Work required:
Select every line of the records below that contains the string "mountain", and copy each of those lines.

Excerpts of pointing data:
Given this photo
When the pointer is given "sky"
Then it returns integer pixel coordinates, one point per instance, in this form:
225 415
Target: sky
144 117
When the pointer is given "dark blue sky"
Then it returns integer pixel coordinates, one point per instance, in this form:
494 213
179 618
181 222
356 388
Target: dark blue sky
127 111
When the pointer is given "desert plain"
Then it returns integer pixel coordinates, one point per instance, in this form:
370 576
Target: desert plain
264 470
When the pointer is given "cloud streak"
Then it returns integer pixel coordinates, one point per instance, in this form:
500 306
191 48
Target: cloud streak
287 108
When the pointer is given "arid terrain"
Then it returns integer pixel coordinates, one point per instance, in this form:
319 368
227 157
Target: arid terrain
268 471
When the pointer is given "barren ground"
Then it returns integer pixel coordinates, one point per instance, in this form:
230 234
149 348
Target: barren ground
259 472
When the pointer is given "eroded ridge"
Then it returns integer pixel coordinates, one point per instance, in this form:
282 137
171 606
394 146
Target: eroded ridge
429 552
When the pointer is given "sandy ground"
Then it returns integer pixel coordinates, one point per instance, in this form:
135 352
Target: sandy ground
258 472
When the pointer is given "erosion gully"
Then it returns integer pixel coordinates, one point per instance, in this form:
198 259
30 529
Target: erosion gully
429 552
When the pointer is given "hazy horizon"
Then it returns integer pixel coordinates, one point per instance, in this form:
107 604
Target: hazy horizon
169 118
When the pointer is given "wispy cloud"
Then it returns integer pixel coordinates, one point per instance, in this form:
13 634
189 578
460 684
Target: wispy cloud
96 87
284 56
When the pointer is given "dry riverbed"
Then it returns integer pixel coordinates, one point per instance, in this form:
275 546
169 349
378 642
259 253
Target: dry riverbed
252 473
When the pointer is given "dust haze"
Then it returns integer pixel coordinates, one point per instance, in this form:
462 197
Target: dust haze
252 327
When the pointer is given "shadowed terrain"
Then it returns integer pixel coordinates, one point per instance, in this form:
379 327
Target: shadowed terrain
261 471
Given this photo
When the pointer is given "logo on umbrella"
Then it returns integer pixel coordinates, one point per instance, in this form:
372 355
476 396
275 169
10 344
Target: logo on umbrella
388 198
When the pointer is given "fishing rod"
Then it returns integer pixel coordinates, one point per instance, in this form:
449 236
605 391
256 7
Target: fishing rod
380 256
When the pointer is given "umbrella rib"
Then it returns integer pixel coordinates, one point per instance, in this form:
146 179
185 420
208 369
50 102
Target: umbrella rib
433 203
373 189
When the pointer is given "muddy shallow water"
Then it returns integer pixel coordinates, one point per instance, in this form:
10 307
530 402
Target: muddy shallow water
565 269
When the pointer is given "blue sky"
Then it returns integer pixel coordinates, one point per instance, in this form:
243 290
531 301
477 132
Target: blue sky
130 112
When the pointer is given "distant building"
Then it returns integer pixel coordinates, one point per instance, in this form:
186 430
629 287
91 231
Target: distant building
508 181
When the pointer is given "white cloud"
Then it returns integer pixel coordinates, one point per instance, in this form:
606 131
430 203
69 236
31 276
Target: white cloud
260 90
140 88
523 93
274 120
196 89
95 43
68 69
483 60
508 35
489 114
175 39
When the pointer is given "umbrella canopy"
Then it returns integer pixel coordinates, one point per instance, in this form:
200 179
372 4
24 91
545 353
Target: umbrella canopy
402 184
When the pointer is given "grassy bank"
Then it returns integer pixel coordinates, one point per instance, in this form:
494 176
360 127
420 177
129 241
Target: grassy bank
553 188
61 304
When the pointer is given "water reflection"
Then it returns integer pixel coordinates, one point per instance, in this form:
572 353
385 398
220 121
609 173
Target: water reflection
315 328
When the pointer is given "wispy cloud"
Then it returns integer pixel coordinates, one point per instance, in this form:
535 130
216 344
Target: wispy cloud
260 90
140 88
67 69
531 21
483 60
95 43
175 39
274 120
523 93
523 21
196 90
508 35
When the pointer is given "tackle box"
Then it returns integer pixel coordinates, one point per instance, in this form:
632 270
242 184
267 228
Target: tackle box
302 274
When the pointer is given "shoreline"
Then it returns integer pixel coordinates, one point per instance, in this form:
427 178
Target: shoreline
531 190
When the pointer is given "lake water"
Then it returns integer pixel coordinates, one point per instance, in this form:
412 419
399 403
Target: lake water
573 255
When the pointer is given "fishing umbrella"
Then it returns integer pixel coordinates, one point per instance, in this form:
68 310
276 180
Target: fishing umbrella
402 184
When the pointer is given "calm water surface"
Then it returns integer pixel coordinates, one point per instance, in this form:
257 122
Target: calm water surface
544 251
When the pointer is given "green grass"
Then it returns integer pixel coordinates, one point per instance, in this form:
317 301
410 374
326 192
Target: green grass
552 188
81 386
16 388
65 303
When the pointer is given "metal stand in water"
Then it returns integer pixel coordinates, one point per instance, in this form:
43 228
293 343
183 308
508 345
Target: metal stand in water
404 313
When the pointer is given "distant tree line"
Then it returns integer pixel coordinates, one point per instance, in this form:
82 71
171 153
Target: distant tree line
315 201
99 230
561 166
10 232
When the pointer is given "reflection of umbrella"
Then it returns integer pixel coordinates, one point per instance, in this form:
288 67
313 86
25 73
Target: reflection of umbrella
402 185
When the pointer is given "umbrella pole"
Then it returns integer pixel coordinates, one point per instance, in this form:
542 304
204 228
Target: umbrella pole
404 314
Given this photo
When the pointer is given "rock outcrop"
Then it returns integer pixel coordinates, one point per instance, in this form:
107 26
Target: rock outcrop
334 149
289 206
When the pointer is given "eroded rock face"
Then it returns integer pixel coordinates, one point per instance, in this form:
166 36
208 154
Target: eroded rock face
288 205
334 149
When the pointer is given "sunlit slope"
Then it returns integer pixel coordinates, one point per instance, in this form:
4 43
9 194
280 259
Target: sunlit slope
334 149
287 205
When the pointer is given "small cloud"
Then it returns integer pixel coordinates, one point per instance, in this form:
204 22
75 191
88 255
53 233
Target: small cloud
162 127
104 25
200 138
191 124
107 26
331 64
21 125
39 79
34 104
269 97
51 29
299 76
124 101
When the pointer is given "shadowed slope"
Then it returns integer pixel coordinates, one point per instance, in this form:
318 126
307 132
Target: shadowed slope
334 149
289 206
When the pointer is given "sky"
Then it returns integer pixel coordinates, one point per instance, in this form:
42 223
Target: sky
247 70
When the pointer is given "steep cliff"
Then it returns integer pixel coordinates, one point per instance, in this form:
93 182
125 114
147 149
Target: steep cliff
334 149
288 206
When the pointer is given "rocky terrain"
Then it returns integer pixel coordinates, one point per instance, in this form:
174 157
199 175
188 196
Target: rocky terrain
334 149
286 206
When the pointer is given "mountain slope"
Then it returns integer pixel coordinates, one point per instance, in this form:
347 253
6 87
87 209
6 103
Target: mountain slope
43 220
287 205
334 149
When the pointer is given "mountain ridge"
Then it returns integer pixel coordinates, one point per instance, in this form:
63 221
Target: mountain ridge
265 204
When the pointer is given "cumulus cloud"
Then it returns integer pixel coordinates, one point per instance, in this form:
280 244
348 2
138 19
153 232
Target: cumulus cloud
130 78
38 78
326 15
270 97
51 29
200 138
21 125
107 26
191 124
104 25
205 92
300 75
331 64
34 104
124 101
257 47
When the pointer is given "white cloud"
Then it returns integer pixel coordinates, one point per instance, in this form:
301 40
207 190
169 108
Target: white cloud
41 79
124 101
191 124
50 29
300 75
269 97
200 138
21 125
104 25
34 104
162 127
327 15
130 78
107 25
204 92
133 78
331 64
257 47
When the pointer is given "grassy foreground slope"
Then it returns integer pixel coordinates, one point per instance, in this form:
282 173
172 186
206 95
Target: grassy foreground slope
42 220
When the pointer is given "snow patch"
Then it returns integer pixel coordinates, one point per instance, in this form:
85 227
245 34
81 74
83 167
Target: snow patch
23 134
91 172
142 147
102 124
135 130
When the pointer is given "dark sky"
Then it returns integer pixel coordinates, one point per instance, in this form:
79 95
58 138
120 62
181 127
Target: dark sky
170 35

Task solution:
When the pointer is given "mountain slope"
Target: mountain slope
When the pointer is given "mountain ridge"
Target: mountain ridge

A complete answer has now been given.